Each line from the beginning of the data below through the line containing "sample | [227, 18]" should be repeated exactly, please.

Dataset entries
_____
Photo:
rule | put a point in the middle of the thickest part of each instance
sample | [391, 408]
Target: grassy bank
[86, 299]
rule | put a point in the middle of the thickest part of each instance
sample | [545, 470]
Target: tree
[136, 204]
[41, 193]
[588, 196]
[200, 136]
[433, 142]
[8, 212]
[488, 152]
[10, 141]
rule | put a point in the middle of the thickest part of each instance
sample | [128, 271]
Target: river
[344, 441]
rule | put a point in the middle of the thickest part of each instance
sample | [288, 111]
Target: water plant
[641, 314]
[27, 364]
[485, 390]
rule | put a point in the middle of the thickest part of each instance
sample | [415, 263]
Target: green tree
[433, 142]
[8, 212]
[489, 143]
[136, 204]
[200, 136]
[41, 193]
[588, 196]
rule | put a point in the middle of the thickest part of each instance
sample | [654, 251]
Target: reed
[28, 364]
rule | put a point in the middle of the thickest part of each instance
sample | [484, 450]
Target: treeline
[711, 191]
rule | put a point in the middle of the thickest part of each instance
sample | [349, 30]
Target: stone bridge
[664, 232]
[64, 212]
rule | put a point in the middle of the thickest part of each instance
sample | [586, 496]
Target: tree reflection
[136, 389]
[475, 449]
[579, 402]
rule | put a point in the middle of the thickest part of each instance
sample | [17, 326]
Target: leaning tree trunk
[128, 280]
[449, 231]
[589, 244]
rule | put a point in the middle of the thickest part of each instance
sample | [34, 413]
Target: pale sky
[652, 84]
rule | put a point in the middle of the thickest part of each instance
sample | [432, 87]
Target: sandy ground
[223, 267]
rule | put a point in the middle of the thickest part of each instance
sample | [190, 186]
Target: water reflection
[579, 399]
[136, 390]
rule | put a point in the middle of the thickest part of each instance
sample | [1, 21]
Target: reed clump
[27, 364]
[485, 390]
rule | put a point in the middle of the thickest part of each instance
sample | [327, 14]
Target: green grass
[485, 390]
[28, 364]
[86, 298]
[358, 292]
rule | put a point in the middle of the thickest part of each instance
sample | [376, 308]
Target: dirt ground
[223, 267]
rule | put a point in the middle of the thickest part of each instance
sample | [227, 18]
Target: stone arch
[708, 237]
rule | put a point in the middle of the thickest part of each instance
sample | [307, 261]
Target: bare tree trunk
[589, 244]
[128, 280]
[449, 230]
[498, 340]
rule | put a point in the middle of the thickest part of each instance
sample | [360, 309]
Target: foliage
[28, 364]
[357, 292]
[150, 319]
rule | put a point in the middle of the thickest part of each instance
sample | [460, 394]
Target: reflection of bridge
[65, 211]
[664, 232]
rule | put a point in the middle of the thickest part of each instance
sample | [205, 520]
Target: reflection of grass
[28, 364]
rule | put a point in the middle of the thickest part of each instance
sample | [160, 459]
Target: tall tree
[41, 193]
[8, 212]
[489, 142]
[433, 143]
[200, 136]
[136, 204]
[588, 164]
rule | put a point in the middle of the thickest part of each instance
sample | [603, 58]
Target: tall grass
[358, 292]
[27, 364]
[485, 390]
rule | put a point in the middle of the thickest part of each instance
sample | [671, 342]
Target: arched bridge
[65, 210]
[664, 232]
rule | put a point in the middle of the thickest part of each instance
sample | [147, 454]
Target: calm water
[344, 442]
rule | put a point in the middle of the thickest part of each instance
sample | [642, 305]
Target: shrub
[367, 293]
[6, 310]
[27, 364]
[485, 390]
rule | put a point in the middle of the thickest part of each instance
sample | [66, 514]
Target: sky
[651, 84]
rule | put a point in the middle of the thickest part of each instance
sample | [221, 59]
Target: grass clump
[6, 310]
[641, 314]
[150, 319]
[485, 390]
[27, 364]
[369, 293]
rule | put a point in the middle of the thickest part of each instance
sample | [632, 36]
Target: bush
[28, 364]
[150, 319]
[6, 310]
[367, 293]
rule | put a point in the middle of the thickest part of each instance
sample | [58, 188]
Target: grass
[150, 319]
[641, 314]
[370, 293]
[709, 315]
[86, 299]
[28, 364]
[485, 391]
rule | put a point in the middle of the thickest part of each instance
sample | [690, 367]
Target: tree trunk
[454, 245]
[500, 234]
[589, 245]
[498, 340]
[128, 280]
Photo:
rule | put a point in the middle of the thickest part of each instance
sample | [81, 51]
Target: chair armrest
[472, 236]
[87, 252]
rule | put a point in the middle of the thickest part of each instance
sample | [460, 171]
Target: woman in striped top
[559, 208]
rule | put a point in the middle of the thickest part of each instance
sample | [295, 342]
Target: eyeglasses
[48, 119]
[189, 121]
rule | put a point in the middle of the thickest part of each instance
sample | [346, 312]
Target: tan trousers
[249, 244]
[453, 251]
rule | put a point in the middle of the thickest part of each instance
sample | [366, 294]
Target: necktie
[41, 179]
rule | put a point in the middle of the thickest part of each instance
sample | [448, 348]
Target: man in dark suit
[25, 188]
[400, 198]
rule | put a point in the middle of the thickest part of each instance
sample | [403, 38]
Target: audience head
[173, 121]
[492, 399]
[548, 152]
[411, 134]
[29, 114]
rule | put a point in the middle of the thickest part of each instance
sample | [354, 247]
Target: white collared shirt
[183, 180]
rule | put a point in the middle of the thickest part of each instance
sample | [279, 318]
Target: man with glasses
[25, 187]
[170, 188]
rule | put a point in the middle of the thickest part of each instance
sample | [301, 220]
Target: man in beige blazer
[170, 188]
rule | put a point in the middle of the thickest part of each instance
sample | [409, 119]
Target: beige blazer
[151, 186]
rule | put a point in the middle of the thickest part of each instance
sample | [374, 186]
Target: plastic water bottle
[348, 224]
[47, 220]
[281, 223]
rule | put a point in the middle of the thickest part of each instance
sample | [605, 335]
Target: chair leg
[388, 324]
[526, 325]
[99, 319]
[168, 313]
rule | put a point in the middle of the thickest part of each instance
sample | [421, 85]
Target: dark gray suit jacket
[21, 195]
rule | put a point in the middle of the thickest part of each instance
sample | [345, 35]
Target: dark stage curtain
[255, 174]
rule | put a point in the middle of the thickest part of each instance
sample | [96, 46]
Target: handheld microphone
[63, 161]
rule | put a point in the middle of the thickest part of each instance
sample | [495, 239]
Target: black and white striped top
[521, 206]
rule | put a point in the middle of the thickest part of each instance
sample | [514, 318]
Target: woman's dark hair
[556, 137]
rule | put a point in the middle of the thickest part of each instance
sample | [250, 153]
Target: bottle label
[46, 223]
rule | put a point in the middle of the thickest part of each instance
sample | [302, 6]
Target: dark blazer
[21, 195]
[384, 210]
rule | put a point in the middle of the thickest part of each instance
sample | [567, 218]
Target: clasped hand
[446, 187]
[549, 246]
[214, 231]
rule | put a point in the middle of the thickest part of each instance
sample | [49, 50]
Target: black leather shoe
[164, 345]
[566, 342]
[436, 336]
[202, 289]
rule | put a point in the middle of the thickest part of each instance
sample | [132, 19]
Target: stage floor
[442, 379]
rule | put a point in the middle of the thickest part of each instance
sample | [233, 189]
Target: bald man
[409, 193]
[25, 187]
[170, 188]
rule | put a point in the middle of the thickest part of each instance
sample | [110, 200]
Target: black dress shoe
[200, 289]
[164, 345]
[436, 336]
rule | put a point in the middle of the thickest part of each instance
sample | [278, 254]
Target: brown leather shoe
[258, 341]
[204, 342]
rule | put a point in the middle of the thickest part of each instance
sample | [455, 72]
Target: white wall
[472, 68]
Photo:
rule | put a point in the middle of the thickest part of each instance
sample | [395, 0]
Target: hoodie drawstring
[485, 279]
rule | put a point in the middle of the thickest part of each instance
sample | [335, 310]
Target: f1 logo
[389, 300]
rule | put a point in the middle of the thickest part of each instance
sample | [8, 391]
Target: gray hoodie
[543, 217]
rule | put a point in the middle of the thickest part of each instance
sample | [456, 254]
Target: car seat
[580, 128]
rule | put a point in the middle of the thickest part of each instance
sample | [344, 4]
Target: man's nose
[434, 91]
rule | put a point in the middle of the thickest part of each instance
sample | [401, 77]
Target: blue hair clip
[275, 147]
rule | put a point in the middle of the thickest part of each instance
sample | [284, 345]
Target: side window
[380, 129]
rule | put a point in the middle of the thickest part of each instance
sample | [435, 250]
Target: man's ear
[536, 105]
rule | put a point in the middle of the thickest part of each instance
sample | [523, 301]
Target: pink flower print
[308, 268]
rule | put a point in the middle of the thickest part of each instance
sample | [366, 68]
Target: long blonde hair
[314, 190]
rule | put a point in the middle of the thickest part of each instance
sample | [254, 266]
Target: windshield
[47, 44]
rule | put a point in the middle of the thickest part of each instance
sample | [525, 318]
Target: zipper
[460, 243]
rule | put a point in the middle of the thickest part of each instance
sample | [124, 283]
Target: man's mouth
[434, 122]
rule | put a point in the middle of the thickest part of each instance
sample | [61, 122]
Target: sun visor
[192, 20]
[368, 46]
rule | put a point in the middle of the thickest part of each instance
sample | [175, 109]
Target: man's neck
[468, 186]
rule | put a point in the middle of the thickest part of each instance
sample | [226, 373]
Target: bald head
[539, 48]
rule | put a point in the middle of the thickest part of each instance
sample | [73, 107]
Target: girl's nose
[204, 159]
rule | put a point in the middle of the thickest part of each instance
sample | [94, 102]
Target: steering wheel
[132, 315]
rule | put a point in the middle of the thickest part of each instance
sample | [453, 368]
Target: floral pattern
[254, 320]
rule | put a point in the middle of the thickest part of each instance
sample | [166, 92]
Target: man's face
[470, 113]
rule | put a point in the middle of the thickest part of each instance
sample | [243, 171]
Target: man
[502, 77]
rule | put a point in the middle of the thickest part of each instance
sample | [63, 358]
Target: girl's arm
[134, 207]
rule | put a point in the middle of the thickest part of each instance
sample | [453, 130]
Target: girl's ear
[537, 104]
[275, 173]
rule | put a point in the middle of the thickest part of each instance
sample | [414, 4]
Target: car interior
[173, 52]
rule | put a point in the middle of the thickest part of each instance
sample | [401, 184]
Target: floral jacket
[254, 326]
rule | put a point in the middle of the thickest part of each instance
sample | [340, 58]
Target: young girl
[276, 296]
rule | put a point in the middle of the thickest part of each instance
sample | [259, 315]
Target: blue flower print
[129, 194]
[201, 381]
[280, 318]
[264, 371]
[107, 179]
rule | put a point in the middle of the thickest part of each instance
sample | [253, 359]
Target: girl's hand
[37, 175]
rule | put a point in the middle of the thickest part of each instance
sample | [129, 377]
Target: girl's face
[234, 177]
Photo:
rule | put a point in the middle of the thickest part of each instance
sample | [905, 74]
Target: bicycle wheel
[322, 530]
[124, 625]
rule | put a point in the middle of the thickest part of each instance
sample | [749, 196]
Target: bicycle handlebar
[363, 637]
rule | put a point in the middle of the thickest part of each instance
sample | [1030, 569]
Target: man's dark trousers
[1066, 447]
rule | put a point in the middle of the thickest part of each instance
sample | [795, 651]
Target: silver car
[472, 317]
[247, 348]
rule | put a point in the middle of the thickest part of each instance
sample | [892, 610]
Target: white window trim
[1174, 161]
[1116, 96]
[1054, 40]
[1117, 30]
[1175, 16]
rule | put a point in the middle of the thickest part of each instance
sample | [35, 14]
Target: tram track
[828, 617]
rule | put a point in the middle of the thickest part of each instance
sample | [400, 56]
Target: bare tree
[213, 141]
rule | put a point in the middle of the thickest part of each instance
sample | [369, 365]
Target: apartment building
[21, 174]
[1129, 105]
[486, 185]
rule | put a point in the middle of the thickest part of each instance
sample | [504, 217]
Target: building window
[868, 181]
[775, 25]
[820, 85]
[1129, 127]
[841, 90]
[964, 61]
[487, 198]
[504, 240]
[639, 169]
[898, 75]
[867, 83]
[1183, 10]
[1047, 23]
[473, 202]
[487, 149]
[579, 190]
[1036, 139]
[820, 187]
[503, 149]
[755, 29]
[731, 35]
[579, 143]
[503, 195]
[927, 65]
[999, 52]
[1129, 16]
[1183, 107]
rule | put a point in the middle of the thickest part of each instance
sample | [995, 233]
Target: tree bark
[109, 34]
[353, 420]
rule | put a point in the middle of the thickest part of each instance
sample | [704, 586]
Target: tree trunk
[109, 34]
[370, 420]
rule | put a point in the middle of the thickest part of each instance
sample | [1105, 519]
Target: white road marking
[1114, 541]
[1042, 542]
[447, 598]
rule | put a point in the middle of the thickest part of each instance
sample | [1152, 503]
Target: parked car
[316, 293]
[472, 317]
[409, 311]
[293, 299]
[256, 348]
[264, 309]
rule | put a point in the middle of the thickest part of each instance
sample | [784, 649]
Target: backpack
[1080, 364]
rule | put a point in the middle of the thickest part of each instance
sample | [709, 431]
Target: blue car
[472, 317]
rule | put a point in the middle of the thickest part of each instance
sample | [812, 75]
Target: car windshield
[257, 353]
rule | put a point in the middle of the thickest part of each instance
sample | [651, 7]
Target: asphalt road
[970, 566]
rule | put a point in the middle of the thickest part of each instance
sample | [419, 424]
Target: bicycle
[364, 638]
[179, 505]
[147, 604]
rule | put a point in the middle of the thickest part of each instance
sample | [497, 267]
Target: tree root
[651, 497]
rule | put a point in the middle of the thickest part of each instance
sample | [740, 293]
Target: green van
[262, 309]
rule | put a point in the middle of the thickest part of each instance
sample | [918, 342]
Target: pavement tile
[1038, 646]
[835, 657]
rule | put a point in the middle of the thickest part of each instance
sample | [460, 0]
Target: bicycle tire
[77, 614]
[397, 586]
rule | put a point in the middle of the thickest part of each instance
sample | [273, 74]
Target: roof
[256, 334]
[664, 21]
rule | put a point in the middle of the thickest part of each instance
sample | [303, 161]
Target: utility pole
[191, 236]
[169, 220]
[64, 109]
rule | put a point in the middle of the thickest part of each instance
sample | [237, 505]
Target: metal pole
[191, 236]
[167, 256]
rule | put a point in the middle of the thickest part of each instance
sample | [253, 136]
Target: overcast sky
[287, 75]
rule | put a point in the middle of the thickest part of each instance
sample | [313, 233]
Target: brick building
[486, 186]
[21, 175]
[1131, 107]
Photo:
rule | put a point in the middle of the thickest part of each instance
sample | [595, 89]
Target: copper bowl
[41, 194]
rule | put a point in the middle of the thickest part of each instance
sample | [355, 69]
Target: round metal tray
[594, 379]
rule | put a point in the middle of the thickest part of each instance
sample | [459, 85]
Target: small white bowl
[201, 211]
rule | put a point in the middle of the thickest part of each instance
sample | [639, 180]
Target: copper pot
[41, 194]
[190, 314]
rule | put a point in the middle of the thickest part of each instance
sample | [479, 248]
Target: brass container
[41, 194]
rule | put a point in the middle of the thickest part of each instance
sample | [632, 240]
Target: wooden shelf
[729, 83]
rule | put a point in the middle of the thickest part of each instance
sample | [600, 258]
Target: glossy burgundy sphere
_____
◆ RESPONSE TO THE EXERCISE ◆
Photo:
rule | put a point in the middle of the thickest part of each instance
sample | [391, 408]
Target: grassy bank
[86, 299]
rule | put a point in the middle of the thickest part of each instance
sample | [545, 470]
Target: tree
[136, 204]
[41, 193]
[588, 196]
[200, 136]
[433, 142]
[8, 212]
[488, 152]
[10, 141]
rule | put a point in the middle of the thickest part of each instance
sample | [128, 271]
Target: river
[344, 441]
rule | put a point in the middle of the thickest part of each instance
sample | [288, 111]
Target: water plant
[641, 314]
[27, 364]
[485, 390]
rule | put a point in the middle of the thickest part of each instance
sample | [415, 263]
Target: green tree
[433, 142]
[8, 212]
[489, 143]
[136, 204]
[200, 136]
[41, 193]
[588, 196]
rule | put a point in the middle of the thickest part of each instance
sample | [654, 251]
Target: reed
[28, 364]
rule | put a point in the middle of the thickest part of each instance
sample | [484, 450]
Target: treeline
[711, 191]
rule | put a point in the middle of the thickest part of each instance
sample | [349, 30]
Target: stone bridge
[664, 232]
[64, 212]
rule | put a point in the middle of the thickest part of each instance
sample | [586, 496]
Target: tree reflection
[136, 389]
[475, 449]
[579, 402]
rule | put a point in the middle of the thickest part of each instance
sample | [17, 326]
Target: leaning tree trunk
[128, 280]
[449, 231]
[589, 244]
rule | put a point in the middle of the thickest part of each instance
sample | [34, 413]
Target: pale sky
[652, 84]
rule | put a point in the middle of the thickest part of each instance
sample | [432, 87]
Target: sandy ground
[223, 267]
rule | put a point in the middle of the thickest part of each instance
sample | [190, 186]
Target: water reflection
[579, 399]
[136, 390]
rule | put a point in the middle of the thickest part of each instance
sample | [1, 21]
Target: reed clump
[27, 364]
[485, 390]
rule | put a point in the middle of the thickest part of each instance
sample | [327, 14]
Target: green grass
[485, 390]
[28, 364]
[86, 298]
[358, 292]
rule | put a point in the middle of the thickest part of each instance
sample | [376, 308]
Target: dirt ground
[223, 267]
rule | put a point in the middle of the thickest part of each instance
sample | [227, 18]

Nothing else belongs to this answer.